[Start of section]
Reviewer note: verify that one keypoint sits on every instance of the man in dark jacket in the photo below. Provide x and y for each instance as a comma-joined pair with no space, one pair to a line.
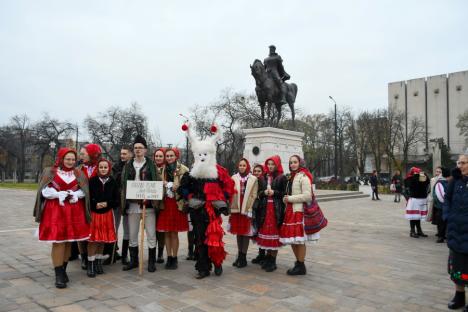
374,181
455,212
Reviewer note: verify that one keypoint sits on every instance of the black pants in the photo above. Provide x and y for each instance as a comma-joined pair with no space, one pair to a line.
415,225
375,190
200,222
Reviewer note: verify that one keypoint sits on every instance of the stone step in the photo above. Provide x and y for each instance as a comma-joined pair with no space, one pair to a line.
341,197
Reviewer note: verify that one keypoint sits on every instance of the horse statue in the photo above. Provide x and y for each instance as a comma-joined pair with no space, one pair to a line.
268,92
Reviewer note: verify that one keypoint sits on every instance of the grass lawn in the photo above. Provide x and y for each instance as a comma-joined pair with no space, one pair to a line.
21,186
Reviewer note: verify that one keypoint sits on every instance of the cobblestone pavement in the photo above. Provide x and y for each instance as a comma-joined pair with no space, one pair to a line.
365,261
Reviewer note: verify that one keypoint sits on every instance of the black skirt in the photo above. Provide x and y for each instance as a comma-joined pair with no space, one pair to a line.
458,268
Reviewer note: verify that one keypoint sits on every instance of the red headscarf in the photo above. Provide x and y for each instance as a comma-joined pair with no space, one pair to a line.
175,150
279,168
163,150
63,151
94,152
302,168
247,170
110,167
413,171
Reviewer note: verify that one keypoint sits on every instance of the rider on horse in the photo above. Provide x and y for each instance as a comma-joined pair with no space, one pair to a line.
274,67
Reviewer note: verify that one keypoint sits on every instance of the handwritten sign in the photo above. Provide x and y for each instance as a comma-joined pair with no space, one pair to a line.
152,190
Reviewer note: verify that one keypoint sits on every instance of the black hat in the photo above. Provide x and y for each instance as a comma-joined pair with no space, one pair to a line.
140,139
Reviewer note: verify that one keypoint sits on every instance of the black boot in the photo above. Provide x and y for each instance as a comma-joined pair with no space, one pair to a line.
175,263
266,261
160,255
133,263
65,275
236,262
84,261
168,263
60,277
260,258
125,251
151,259
242,260
99,268
272,265
91,270
299,269
458,301
218,270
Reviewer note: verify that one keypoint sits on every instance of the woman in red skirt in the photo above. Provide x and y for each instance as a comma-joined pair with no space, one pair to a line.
159,158
298,192
172,219
104,197
240,220
62,210
271,209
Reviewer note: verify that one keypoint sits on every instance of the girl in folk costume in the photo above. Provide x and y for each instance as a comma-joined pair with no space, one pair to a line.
62,210
298,192
258,171
240,221
208,189
104,197
417,188
271,211
172,219
159,158
89,156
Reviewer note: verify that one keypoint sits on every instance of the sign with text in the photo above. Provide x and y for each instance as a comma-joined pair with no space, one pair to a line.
152,190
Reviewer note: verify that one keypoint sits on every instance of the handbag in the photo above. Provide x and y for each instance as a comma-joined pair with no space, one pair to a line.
314,220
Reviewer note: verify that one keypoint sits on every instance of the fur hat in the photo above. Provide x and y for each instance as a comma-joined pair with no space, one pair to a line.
141,140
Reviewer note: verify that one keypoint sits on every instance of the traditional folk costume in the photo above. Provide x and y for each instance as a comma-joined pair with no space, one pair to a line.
240,220
172,217
292,231
140,171
207,188
62,211
160,235
271,212
89,169
417,187
103,189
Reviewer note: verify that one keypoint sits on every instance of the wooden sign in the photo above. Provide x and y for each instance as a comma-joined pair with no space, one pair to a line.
151,190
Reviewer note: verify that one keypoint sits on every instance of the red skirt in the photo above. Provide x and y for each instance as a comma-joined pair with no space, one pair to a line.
102,227
292,229
63,223
240,224
268,234
170,219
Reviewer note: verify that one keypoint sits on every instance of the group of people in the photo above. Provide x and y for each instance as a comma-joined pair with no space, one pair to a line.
443,200
86,203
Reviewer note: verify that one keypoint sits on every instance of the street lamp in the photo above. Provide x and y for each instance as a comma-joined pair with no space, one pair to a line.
336,140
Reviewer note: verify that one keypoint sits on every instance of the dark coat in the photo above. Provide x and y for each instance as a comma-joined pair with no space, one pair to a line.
415,188
455,210
108,192
278,185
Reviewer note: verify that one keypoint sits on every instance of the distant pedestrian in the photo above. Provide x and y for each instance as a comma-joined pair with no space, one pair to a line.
397,185
417,185
455,209
374,181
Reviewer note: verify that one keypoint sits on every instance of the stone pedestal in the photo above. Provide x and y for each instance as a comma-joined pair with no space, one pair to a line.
261,143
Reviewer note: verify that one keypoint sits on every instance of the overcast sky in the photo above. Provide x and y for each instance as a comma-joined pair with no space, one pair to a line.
74,58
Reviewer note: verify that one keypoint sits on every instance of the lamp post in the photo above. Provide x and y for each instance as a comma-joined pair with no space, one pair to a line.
336,140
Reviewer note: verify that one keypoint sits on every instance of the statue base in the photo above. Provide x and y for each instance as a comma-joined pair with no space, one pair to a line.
262,143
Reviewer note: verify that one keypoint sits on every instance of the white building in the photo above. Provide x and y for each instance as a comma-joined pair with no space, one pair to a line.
438,101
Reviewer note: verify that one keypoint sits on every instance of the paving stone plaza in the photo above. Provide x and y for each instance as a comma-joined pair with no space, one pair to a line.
[End of section]
Problem description: Without the pictures, return the whole of the data exactly as given.

Output below:
Reviewer note: verify that one keypoint sits on every instance of the man in dark jacket in the photo below. Provide x and y for each instance as a comma-joined pair with no space, one pair to a line.
374,181
455,212
Reviewer note: verify that one keypoint sits on every instance of the black pants in the photo above. Provide x and y for each instance as a comma-joined pair with no space, one pair to a line.
415,225
375,190
200,222
Reviewer note: verify that one keypoint sits on every instance of the stone step in the photo above. Provide x and y for each instance as a comma-joined pair with no space, one pair to a line.
341,197
Reviewer note: verify that one keypoint sits on every instance of the horse statue in the photo above. Provide x and y for each instance as a comma-joined pair with no space, one pair to a line.
268,92
Reviewer note: verify that one keypoint sits on every instance of the grass lawn in the photo above. Provide x and y for each instance as a comma-joined pair with no space, one pair to a line.
21,186
Reviewer note: verify that one keypoint sits on every instance of the cobblestone pavement in the photo above. Provide x and y for each instance as a comma-joined pair with no space, one pair to a line.
365,261
Reviewer note: verify that one keypoint sits on every instance of the black skirt in the photo above. Provide x and y for each instance as a comma-joined pair with no space, one pair to a line.
458,268
Reviewer note: verify that one keypoint sits on every instance of the red headscarf in the photo above. Provide x and y for each instance as a comma-joined pair with no space, one pair to a line.
175,150
279,168
163,150
63,151
94,152
302,168
247,170
110,167
413,171
Reviewer note: verify that one keypoint sits on every instance of the rider on horse in the photo above. Provide x and y for each instance as a comma-joined pair with no space, one pair to a line.
274,67
Reviewer note: verify that one keypoint sits on every instance of the handwritten sign in the photo above. Provide x and y for each instance as a comma-joined pair with no space, one pair to a line.
152,190
Reviewer note: verify that one keypoint sits on every instance of the black hat in the photo above. Provide x and y for each instance as a comma-joined pair with no space, one pair to a line.
140,139
Reviewer note: verify that one keypoint sits on every instance of the black boot in the photo above. Provide x and y for each instance as a comma-joined pair with no space, one pair to a line.
175,263
266,261
160,255
133,263
65,275
236,262
84,261
168,263
60,277
260,258
125,251
151,259
242,260
99,268
272,265
91,270
299,269
458,301
218,270
Reviewer note: verify that one keypoint sits on every instance of the woman in red skirt in the photo above. Provide x and y for each instance as a comma-joined pair with no space, one pair to a line.
159,158
298,192
172,219
104,197
240,220
62,210
271,209
Reviewer note: verify that one keypoint sits on every instance of the girl in folk costume in the photo above. Provide x and y for each instance as a comma-joined pair with no space, one pair to a line.
62,210
298,192
258,171
240,221
208,189
104,197
417,188
271,211
172,219
159,158
89,156
Reviewer note: verify that one keypoint sits on every instance of the sign with text in the photo above. Provide x and y for each instance as a comma-joined pair with no space, one pair to a line.
152,190
Reviewer note: verify that one keypoint sits on every instance of the handbag in the photo above. Provide x and y for each instance as a comma-joined pair with no space, one pair to a line.
314,220
Reviewer note: verify that one keypoint sits on every instance of the fur hat in the photo above. Provide x and y for each instance as a comma-joined pair with no space, one pair to a line.
141,140
Reviewer note: verify that one keypoint sits on every instance of the traditional folk costume in the photo above. Provide x and y for each instance as a comma-joined pair with no space, one pair to a line.
240,220
172,217
292,231
140,171
207,188
62,211
160,235
271,212
89,169
417,187
103,189
Reviewer note: verify that one keypoint sits on every instance of the wooden sign in the photo above. Provide x and y for each instance as a comma-joined pair with no space, one pair to a line.
151,190
Reviewer note: verify that one keypoint sits on every instance of the red skirt in the photo above. Provide x and y for each instance as a comma-joined pair with no space, one pair to a line.
102,227
292,229
63,223
240,224
268,234
170,219
Reviewer note: verify that one keypoint sits on every instance of the group of people in the photo above. Provide x and y for each instance as a comma-joined pair with no space, one pair to a line.
443,200
86,203
Reviewer note: verify that one keypoint sits on every instance of the street lamp in the photo above. Provide x and y for each instance as a comma-joined pair with no space, one pair to a line.
336,140
Reviewer note: verify that one keypoint sits on every instance of the dark coat in the photo above. Provide x and y for each instance as a comma-joined pair with no space, one pair to a line.
415,188
455,210
108,192
278,185
Reviewer note: verify that one keypoint sits on every instance of the distant pedestrian in the photo above. Provide x and y for each instance as a comma-joined pair with no space, one pair to a line.
397,185
417,185
455,209
374,181
Reviewer note: verify that one keypoint sits on every instance of the stone pedestal in the photo above. Provide x and y for each instance as a comma-joined pair with no space, one pair to a line.
261,143
Reviewer note: verify that one keypoint sits on every instance of the overcast sky in the photo above. Provide x and y for each instance as a comma-joined pair with no space, one pair to a line.
74,58
Reviewer note: verify that one keypoint sits on every instance of the lamp post in the photo above. Provide x and y for each instance as a comma-joined pair with no space, one pair to a line.
336,140
Reviewer note: verify that one keypoint sits on every instance of the statue base in the photo above. Provide x and y for each instance as a comma-joined pair with no space, one pair to a line.
262,143
Reviewer note: verify that one keypoint sits on every instance of the white building in the photo above. Provide x and y for each instance as a comma-joined pair with no space, one pair to a line.
438,101
Reviewer note: verify that one keypoint sits on every instance of the paving stone plaza in the photo above. Provide x and y for each instance as a comma-joined pair with no space, one pair to a line.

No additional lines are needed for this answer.